▶ **TEXT EXCERPT**
The application is deployed as follows:

  • apache2-mpm-worker;
  • mod_wsgi in daemon mode (1 process, 15 threads).

The background tasks have the following characteristics:

  • they need to operate in a regular interval (every 5 minutes or so);
  • they require the application context (i.e. the application packages need to be available in memory);
  • they do not need any input other than database access, in order to perform some not-so-heavy tasks such as sending out e-mail and updating the state of the database.

Now I was thinking that the most simple approach to this problem would be simply to piggyback on the existing application process (as spawned by mod_wsgi). By implementing the task as part of the application and providing an HTTP interface for it, I would prevent the overhead of another process that is holding all of the application into memory. A simple cronjob can be setup that sends a request to this HTTP interface every 5 minutes and that would be it. Since the application process provides 15 threads and the tasks are quite lightweight and only running every 5 minutes, I figure they would not be hindering the performance of the web application's user-facing operations.

Yet... I have done some online research and I have seen nobody advocating this approach. Many articles suggest a significantly more complex approach based on a full-blown messaging component (such as Celery, which uses RabbitMQ). Although that's sexy, it sounds like overkill to me. Some articles suggest setting up a cronjob that executes a script which performs the tasks. But that doesn't feel very attractive either, as it results in creating a new process that loads the entire application into memory, performs some tiny task, and destroys the process again. And this is repeated every 5 minutes. Does not sound like an elegant solution.

So, I'm looking for some feedback on my suggested approach as described in the paragraph before the preceeding paragraph. Is my reasoning correct? Am I overlooking (potential) problems? What about my assumption that application's performance will not be impeded?

A: 

All are reasonable approaches depending on your specific requirements.

Another is to fire up a background thread within the process when the WSGI script is loaded. This background thread could simply sleep and wake up occasionally to perform required work and then go back to sleep.

This method necessitates though that you have at most one Django process which the background thread runs in to avoid different processing doing the same work on any database etc.

Using daemon mode with a single process as you are would satisfy that criteria. There are potentially other ways you could achieve that though even in a multiprocess configuration.

Graham Dumpleton
Thanks for the suggestion Graham. Does mod_wsgi facilitate setting up something like that? Or would I have to construct it myself, in Python? I'd rather not enter the minefield called threaded programming, as I'm not sure if I'll make it out alive.
Tim Molendijk
Your configuration for daemon mode is already multithreaded, so you have to pay attention to it for your own code of your Django application anyway. As to providing anything special, no, you just have to use threading module to create thread.
Graham Dumpleton
A: 

Note that celery works without RabbitMQ as well. It can use a ghetto queue (SQLite, MySQL, Postgres, etc, and Redis, MongoDB), which is useful in testing or for simple setups where RabbitMQ seems overkill.

▶ **CHALLENGE 1**
From the text above on running background tasks under mod_wsgi, extract the passage starting with "Tim Molendijk" and going on through "RabbitMQ seems overkill.", reproducing it word for word.

[Rows from a pointing dataset]

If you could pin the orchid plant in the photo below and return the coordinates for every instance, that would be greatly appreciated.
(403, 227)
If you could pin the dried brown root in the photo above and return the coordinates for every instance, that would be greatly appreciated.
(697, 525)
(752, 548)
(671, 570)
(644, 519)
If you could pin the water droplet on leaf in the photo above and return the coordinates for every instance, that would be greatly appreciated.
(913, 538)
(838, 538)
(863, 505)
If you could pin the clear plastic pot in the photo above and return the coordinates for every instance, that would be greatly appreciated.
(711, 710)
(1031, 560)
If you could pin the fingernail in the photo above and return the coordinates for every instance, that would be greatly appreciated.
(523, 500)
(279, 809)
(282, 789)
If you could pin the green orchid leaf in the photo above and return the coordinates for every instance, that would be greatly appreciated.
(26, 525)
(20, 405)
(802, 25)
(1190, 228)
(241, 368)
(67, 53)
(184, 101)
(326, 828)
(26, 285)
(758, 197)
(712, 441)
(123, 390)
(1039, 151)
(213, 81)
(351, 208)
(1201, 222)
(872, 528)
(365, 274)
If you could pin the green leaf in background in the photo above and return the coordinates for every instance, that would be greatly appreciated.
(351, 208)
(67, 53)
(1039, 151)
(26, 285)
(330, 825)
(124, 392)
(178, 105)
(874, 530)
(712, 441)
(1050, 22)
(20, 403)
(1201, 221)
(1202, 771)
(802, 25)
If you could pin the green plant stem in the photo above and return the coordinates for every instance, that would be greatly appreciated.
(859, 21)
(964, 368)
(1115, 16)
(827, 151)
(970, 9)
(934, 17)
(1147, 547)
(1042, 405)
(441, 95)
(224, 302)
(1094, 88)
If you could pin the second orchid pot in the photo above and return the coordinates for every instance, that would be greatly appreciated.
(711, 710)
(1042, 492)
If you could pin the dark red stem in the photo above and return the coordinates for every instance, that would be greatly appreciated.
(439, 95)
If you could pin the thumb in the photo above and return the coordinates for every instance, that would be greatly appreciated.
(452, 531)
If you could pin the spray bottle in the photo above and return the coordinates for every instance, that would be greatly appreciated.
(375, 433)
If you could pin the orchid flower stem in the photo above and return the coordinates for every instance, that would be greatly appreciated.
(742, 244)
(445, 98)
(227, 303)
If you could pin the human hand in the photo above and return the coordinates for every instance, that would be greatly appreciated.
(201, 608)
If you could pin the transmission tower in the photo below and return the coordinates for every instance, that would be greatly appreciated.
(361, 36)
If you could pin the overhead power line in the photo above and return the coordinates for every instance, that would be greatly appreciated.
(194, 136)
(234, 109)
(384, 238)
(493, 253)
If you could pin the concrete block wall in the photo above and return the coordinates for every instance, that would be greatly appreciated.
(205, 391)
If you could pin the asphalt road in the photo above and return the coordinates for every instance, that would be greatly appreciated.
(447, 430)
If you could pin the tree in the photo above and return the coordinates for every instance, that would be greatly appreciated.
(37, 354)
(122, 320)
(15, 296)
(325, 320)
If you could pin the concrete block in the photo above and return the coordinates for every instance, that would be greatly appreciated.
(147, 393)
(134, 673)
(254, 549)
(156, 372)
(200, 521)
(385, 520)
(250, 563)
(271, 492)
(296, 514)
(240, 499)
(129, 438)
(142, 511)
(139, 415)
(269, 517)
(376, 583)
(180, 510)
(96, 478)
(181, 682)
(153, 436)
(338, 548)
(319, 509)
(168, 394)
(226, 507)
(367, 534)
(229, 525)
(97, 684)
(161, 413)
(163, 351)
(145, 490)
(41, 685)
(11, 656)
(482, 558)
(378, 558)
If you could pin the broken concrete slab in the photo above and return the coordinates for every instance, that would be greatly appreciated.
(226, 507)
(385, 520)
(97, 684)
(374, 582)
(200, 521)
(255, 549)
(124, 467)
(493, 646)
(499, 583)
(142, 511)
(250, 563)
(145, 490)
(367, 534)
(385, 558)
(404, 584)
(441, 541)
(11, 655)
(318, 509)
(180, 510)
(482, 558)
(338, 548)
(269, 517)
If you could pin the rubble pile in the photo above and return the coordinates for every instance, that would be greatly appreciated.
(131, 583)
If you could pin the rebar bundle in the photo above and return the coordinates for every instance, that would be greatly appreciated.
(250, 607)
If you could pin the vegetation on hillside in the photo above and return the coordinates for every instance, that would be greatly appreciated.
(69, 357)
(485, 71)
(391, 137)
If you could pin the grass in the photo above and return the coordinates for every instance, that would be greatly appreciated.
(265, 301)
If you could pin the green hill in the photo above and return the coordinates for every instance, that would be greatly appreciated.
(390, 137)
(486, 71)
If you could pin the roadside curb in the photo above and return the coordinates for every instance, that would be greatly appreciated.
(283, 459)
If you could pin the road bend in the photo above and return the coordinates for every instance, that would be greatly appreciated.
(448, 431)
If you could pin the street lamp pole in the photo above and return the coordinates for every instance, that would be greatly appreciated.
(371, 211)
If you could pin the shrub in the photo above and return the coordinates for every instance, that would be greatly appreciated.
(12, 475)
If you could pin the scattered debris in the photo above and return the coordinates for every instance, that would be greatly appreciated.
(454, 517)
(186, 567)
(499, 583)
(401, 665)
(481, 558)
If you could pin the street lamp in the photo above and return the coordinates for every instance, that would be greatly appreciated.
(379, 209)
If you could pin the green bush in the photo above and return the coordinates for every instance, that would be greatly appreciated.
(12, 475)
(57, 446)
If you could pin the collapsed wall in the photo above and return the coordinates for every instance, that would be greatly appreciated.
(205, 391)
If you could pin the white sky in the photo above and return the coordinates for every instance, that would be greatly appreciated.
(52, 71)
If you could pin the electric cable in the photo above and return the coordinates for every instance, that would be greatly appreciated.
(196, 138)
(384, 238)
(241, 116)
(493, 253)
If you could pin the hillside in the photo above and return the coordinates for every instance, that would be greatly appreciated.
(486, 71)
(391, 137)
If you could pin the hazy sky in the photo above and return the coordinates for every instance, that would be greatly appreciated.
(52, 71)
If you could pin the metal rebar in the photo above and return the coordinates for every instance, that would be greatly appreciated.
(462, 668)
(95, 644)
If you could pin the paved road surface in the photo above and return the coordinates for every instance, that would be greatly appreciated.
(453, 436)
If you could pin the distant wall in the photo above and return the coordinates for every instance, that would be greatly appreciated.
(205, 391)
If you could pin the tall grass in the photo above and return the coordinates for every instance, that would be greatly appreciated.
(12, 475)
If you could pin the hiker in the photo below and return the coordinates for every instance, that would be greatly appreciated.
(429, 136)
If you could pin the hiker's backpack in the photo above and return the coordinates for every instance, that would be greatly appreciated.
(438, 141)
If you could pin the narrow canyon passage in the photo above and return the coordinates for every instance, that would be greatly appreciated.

▶ **CHALLENGE 2**
Find each line in the records above that contains the word "wall", and copy every such line in full.

▶ **FULL OUTPUT 1**
Tim Molendijk
Your configuration for daemon mode is already multithreaded, so you have to pay attention to it for your own code of your Django application anyway. As to providing anything special, no, you just have to use threading module to create thread.
Graham Dumpleton
A: 

Note that celery works without RabbitMQ as well. It can use a ghetto queue (SQLite, MySQL, Postgres, etc, and Redis, MongoDB), which is useful in testing or for simple setups where RabbitMQ seems overkill.

▶ **FULL OUTPUT 2**
If you could pin the concrete block wall in the photo above and return the coordinates for every instance, that would be greatly appreciated.
If you could pin the collapsed wall in the photo above and return the coordinates for every instance, that would be greatly appreciated.
If you could pin the distant wall in the photo above and return the coordinates for every instance, that would be greatly appreciated.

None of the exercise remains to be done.